Short problem: Starting at the line that contains "Place a marker on the landing", quote each line exactly through the last line of the entries, both included.

Data to process:
——————————

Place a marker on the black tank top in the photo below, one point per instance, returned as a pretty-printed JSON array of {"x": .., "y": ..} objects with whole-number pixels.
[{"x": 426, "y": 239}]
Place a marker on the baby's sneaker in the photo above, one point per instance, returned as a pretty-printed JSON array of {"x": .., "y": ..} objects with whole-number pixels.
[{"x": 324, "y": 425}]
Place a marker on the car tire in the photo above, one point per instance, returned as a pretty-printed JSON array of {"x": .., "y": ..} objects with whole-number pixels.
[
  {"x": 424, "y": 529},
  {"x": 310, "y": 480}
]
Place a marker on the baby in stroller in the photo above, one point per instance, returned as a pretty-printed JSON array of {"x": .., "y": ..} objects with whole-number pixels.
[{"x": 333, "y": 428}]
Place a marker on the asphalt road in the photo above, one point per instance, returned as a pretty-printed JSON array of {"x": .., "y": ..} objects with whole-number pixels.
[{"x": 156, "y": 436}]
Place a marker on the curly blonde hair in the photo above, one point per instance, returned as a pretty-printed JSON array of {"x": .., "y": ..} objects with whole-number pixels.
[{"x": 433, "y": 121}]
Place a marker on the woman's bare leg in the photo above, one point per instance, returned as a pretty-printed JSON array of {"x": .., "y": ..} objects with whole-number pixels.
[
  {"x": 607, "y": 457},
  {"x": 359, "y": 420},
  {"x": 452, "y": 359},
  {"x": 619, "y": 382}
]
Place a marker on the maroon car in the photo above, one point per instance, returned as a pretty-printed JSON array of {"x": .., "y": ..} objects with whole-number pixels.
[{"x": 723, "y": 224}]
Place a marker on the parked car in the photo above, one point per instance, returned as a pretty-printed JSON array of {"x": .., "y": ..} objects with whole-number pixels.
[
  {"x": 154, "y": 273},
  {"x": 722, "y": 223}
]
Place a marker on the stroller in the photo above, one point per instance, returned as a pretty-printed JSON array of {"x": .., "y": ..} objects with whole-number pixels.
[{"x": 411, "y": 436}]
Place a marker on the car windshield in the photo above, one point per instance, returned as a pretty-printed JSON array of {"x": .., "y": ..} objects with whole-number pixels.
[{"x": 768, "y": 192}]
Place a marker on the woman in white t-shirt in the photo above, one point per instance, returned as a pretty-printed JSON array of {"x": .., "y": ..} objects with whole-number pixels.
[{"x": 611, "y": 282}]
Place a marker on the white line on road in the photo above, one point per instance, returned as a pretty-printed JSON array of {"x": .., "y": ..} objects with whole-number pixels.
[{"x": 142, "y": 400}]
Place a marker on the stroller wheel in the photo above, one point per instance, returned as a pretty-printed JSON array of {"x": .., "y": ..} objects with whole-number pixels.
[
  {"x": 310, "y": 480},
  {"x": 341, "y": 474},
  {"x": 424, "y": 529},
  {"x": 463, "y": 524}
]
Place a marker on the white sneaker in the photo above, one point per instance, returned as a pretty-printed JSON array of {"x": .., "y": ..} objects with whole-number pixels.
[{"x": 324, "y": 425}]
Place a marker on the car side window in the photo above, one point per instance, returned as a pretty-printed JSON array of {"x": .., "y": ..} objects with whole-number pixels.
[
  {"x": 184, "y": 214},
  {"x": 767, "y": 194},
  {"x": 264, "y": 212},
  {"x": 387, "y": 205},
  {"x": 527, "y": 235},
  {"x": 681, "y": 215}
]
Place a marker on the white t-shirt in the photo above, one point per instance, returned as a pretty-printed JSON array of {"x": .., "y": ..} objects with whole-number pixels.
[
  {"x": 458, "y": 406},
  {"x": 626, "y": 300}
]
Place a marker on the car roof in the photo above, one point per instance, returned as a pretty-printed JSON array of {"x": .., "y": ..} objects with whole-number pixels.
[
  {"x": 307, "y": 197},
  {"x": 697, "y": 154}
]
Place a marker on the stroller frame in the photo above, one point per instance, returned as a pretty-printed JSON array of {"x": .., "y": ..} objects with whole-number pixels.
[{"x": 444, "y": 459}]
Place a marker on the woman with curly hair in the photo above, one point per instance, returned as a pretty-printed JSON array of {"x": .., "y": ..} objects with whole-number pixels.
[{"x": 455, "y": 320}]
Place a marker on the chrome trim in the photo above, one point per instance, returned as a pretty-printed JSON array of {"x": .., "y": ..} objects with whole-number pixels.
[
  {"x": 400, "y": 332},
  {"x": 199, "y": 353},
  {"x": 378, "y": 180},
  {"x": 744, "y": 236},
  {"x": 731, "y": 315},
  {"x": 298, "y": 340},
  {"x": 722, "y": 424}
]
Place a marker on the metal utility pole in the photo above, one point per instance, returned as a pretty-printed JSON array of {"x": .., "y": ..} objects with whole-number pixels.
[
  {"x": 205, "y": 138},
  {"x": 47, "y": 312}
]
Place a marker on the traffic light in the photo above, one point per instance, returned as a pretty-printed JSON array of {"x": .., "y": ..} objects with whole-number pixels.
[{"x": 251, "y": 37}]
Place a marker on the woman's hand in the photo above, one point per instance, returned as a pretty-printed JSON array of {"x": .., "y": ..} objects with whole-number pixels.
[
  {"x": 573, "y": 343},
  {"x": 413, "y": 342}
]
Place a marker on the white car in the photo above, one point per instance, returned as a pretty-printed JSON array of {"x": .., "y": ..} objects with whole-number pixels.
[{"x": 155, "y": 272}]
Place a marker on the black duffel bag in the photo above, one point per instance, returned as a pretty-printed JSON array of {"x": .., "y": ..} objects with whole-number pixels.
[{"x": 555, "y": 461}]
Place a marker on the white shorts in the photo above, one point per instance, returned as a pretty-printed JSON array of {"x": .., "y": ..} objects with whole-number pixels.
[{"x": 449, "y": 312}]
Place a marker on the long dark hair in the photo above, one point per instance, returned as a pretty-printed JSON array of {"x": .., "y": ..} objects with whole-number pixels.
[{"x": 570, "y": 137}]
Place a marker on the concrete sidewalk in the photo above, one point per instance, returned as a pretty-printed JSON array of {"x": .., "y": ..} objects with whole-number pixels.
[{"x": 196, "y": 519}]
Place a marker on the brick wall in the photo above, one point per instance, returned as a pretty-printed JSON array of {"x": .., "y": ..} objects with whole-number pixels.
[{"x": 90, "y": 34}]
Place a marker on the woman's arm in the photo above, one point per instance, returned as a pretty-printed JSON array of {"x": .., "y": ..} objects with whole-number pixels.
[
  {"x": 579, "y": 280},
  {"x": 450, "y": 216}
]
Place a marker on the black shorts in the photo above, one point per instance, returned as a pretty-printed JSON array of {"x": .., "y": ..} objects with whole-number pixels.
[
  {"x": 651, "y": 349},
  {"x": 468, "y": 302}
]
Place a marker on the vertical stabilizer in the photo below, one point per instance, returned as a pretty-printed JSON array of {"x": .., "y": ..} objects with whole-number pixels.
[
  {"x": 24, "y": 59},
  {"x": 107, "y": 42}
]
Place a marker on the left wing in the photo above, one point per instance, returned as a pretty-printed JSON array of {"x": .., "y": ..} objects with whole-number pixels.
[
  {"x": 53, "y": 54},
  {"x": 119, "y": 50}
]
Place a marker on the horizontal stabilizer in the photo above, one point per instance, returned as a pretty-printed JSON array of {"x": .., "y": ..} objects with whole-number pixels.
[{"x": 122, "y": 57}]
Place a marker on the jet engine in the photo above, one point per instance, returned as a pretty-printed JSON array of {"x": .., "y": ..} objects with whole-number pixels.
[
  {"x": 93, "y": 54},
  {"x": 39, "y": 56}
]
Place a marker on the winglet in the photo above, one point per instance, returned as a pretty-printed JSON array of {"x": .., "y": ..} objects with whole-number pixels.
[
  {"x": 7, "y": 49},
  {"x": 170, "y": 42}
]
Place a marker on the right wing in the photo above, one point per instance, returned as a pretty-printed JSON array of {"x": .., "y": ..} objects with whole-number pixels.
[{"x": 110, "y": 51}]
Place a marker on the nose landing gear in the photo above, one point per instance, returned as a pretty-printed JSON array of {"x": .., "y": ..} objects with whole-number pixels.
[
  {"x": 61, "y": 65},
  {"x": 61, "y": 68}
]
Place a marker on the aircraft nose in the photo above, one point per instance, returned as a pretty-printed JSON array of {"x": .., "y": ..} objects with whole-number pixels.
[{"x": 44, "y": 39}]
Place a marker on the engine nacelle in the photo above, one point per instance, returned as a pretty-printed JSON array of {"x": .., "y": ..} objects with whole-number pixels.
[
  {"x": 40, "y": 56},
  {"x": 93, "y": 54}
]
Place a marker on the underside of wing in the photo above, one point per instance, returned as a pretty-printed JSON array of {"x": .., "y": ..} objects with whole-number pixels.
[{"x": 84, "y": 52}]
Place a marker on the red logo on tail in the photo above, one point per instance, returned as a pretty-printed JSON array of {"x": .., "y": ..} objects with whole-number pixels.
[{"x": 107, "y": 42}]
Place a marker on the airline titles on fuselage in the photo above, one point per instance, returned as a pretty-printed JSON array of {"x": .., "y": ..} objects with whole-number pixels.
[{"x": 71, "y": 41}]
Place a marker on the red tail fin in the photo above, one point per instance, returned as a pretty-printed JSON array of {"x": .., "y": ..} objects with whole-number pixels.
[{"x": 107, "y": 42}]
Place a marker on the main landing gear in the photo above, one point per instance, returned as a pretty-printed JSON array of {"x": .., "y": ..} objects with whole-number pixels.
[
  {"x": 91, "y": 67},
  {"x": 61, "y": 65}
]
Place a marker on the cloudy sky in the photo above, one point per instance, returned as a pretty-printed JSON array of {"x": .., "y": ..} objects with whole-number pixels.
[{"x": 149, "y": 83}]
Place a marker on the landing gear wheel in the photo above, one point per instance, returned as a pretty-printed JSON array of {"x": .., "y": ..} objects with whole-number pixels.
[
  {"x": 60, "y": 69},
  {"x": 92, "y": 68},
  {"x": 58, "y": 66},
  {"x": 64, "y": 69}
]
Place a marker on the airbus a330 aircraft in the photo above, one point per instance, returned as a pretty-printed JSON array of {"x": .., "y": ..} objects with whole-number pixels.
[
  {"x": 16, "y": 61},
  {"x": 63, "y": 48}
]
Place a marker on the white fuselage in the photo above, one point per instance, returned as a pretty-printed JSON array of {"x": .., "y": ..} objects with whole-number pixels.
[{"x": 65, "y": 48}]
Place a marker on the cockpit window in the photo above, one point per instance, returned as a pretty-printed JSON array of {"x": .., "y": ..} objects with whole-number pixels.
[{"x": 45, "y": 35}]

——————————

The output:
Place a marker on the landing gear wheel in the photo above, one point per instance, returned as a pretty-printed JSON array of {"x": .., "y": ..} objects with whole-number pixels.
[
  {"x": 60, "y": 69},
  {"x": 92, "y": 68},
  {"x": 58, "y": 66},
  {"x": 64, "y": 69}
]
Place a marker on the airbus a330 aircraft in the photo above, one point per instance, returned as a pretty-printed JSON array of {"x": .., "y": ..} objects with whole-number pixels.
[
  {"x": 16, "y": 61},
  {"x": 63, "y": 48}
]
Place a marker on the white fuselage in the photo above, one point per instance, returned as a pretty-printed JSON array of {"x": .., "y": ..} objects with whole-number pixels.
[{"x": 65, "y": 48}]
Place a marker on the cockpit window in the photo above, one point per instance, returned as a pretty-printed JSON array of {"x": .., "y": ..} objects with whole-number pixels.
[{"x": 45, "y": 35}]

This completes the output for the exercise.